**TESTO DA LEGGERE**
SIGNIFICATO DELL’ENUNCIATO E INTENZIONE DEL PARLANTE

SCOPO

Capire come analizzare la singola frase non solo
considerando gli elementi che compongono la frase
e i rapporti tra essi, ma interpretando l’enunciato in
un contesto.

LA PRAGMATICA… varie definizioni 1/3

Charles Morris: rapporto dei segni con gli interpreti. Sulla base
di tale criterio dobbiamo considerare l’atto linguistico non tanto
in relazione a ciò che viene detto, quanto alla relazione alla
partecipazione degli interpreti, parlante e ascoltatore. Essi
assumono due posizioni diverse, due ruoli diversi.

Umberto Eco:

la pragmatica è lo studio della dipendenza
essenziale della comunicazione, nel linguaggio naturale, dal
parlante e dall’ascoltatore, dal contesto linguistico e dal
contesto extra-linguistico, dalla disponibilità delle conoscenze
di fondo e dalla buona volontà dei partecipanti nell’atto
comunicativo.

LA PRAGMATICA… varie definizioni 2/3

Austin: l’atto linguistico si configura come un’operazione
pratica, che riguarda il parlante in maniera diversa
dall’ascoltatore, che partecipa anch’esso a questa operazione
pratica ma con una parte diversa rispetto a quella del parlante.
Tutti i tipi di atti linguistici vengono definiti atti illocutori.

Levinson: Teoria della comprensione della lingua che prenda
in considerazione il contesto.
ATTO LINGUISTICO 1/2
All’interno di una determinata situazione comunicativa, due
interlocutori non solo formulano frasi ben formate, ma
compiono anche dei veri e propri “atti”, che vengono chiamati
“atti linguistici” (speech acts). Gli atti linguistici sono numerosi
e di diverso genere: un’informazione, una constatazione, una
promessa, una richiesta, ecc…
ATTO LINGUISTICO 2/2
Austin individua tre tipi di atti linguistici:
1. Atto locutorio: atto di dire qualcosa. Consiste
nell’enunciazione di una frase dotata di un senso e di un
riferimento ben precisi.
2. Atto illocutorio: atto che si compie nel dire qualcosa. Ha la
funzione di “fare qualcosa”, cioè di operare un cambiamento
nello stesso soggetto che emette l’atto: un ordine, una
promessa, un’offerta, etc…
3. Atto perlocutorio : atto che si compie col dire qualcosa. Ha
la funzione di produrre dei determinati effetti sui destinatari del
discorso: spaventarli, commuoverli, etc…
VERBI PERFORMATIVI
Verbi performativi: segnalano lo svolgimento di un atto
linguistico:
Asserire, stimare, ordinare, scommettere, giurare,
dichiarare, domandare, salutare, licenziare, dimettersi,
battezzare ecc.

**RECORD ESTRATTI**

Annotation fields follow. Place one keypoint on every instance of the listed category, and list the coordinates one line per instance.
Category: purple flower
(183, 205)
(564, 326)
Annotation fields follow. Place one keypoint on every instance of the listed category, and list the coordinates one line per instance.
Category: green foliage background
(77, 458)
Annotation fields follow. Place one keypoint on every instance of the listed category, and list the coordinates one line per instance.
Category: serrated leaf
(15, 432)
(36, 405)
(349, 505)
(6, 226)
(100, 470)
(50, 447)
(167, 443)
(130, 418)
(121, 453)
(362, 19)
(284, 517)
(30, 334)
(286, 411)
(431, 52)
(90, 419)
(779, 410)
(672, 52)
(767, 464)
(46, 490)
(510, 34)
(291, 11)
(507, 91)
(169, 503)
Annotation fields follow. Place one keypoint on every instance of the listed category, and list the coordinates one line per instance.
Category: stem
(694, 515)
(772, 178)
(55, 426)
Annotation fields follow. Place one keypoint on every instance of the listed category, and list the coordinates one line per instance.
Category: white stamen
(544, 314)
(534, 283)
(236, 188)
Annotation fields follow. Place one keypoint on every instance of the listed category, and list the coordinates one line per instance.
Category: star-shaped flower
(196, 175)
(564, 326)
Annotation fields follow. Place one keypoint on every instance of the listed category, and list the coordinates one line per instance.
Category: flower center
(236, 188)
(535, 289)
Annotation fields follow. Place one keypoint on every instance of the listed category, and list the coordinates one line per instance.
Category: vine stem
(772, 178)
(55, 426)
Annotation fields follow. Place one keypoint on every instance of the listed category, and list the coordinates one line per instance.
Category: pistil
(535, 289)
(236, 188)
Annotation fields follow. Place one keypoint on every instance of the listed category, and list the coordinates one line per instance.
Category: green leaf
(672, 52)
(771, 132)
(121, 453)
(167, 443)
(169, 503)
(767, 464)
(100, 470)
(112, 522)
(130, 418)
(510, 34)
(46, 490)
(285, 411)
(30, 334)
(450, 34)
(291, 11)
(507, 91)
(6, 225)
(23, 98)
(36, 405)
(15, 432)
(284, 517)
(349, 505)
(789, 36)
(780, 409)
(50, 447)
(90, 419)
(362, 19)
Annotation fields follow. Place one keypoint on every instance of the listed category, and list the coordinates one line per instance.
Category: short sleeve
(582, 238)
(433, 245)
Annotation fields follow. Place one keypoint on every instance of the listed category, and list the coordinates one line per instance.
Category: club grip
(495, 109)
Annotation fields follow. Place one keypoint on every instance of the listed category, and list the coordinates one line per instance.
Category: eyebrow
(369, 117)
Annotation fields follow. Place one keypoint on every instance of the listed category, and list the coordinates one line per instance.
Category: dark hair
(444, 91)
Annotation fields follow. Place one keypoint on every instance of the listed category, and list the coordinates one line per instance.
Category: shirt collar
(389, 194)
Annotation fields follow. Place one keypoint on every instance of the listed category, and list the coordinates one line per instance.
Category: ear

**REQUISITI DEL COMPITO**
Ricopia parola per parola il passo del testo sulla pragmatica che comincia con "la pragmatica è" e va avanti fino a "comunicativo.".

**RISPOSTA QUI SOTTO**
la pragmatica è lo studio della dipendenza
essenziale della comunicazione, nel linguaggio naturale, dal
parlante e dall’ascoltatore, dal contesto linguistico e dal
contesto extra-linguistico, dalla disponibilità delle conoscenze
di fondo e dalla buona volontà dei partecipanti nell’atto
comunicativo.